▶ TEXT SHOWN:
┏━━

Long considered the NDP’s next great hope in Thunder Bay, the Current River city councillor on Thursday officially announced he would seek the party nomination in Thunder Bay-Superior North and challenge Minister of Northern Development and Mines Michael Gravelle in the next provincial election.
Foulds said he’s been approached many times, and wasn’t an easy one to make, with a wife and three school-aged children at home.
“This is a family decision,” he said. “I am so lucky I have the support of my wife (Kristine Hilden) and my boys (Alex, Luke and Matthew) here, because without them I would simply be nothing.
“I guess I’ve learned a lot over the last six years at city hall. We’ve accomplished a lot. Frankly, I want to take it to the next level. I think we fought hard at city hall. I want to fight hard at Queen’s Park.”
To date the 40-year-old Foulds is the lone candidate to put his name forward.
Thought to be a strong candidate to run federally in a riding that went to then NDP MP Bruce Hyer in the last election, Foulds, the son of former 16-year MPP Jim Foulds, said there were too many provincial issues near and dear to his heart to ignore a shot at Queen’s Park.
“Health, education, those things are important to me.”
The most pressing issue facing Thunder Bay, aside from economic development and jobs, is the energy file and the province’s plan to close the Thunder Bay Power Generating Station.
The latter has Foulds up in arms.
“First and foremost, by closing it, it sabotages our future. We need that energy. We need it for jobs. There’s 14,000 direct jobs and how many spinoff jobs? It is paramount.“
Health care struggles are equally important.
“Gridlock should not be happening at our hospital. We need to solve that problem. We have far too many people in our emergency room that shouldn’t be there. There are other places they should be that are more humane. We should not have our EMS workers in the hallway for hours. We should not have our police in the hallways for hours,” Foulds said.
“We shouldn’t have our seniors who require long-term care in our hallways or alcoves.”
The six-year city hall veteran did not say when asked if he had been personally tapped by NDP Leader Andrea Horwath to seek the nomination.
Foulds said there are two clear choices for voters in the next election, Horwath or the plan laid out by Conservative Leader Tim Hudak.
He said he believes NDP values better represent Ontario’s values.
Foulds said Hudak’s Pathway to Prosperity is not the answer to push the province back toward economic prosperity.
“I think it’s a pathway, but I’m not sure it’s to prosperity.”
The Liberals certainly aren’t the answer, he said, something he’s sure the electorate will bear out the next time they’re called upon to vote.
“I think they are going to recognize the last nine years of mismanagement, and I think they’re going to recognize that mismanagement all across the province. I think Liberals are vulnerable across this province.”
Thunder Bay-Superior North NDP Riding Association vice-president Dave Noonan said the riding will hold its nomination on March 14.
“So if there is no one else contesting the nomination, at that point Andrew Foulds would be acclaimed. If there is, then we’ll have a vote to see who is the candidate,” Noonan said.

┗━━

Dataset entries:
┏━━

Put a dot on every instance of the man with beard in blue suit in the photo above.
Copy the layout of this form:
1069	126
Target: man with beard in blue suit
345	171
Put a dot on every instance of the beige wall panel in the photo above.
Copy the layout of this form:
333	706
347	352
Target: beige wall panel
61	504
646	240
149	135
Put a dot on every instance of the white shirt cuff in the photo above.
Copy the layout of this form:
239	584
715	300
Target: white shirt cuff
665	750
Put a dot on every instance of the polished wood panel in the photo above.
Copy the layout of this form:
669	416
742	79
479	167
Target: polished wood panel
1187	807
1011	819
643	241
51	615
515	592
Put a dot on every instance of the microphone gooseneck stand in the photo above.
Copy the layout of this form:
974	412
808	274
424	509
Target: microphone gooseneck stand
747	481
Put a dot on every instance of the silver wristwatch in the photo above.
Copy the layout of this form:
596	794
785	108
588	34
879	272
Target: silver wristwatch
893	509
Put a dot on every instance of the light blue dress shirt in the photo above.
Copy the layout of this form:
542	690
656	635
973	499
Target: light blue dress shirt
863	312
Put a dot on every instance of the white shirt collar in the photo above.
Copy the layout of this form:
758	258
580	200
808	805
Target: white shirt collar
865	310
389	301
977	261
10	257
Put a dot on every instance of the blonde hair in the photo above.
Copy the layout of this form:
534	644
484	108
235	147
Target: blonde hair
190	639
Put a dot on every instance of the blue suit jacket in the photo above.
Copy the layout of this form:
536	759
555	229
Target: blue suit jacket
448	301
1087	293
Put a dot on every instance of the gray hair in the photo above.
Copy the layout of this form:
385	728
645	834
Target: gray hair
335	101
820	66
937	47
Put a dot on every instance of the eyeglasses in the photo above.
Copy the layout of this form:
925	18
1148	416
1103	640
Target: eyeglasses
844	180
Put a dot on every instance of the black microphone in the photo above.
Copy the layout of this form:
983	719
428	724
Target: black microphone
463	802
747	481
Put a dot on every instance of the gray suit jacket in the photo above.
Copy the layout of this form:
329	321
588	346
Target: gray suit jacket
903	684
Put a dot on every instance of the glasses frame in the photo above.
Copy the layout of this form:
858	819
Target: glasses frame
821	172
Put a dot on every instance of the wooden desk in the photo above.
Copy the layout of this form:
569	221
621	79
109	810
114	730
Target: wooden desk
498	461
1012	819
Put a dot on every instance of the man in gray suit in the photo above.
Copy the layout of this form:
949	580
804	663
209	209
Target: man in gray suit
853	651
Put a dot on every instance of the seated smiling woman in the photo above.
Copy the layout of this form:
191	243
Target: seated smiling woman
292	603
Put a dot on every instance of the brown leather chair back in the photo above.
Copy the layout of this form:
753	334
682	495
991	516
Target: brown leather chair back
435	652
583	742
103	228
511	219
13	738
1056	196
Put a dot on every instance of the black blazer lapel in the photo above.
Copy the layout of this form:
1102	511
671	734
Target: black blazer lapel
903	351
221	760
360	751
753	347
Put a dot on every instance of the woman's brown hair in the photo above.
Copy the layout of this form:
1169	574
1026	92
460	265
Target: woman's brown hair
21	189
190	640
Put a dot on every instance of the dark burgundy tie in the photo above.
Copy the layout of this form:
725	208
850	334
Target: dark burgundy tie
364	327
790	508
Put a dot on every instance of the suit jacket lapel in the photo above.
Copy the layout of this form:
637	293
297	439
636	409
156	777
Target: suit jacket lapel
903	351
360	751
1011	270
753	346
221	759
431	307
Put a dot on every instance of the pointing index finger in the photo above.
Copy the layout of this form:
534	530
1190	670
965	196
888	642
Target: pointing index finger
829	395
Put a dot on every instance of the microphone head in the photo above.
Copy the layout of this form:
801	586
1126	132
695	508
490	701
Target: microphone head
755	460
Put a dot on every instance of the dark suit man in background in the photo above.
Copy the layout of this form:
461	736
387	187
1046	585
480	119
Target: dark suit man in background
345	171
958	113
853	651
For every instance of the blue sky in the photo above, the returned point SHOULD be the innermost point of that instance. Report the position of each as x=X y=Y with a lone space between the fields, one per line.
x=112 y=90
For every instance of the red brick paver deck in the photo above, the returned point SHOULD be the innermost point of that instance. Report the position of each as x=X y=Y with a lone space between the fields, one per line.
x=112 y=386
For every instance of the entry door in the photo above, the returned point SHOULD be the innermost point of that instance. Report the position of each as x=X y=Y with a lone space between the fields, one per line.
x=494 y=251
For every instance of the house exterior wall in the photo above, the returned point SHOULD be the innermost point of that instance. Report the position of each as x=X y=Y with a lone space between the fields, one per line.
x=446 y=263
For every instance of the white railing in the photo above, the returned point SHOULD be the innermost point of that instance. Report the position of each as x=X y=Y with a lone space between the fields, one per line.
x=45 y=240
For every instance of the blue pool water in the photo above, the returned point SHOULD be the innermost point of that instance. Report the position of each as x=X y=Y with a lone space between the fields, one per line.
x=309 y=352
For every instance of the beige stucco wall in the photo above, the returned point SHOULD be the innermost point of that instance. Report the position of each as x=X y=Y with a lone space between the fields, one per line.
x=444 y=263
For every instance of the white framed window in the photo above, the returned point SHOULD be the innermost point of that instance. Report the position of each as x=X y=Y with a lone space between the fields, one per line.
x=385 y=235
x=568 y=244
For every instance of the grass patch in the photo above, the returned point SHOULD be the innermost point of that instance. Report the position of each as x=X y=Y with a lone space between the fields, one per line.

┗━━

▶ TASK STATEMENT:
Write out the passage about Foulds's nomination bid again from "The six-year city" to "toward economic prosperity.", updating it so that "the electorate" replaces "voters".

▶ EXERCISE OUTPUT:
The six-year city hall veteran did not say when asked if he had been personally tapped by NDP Leader Andrea Horwath to seek the nomination.
Foulds said there are two clear choices for the electorate in the next election, Horwath or the plan laid out by Conservative Leader Tim Hudak.
He said he believes NDP values better represent Ontario’s values.
Foulds said Hudak’s Pathway to Prosperity is not the answer to push the province back toward economic prosperity.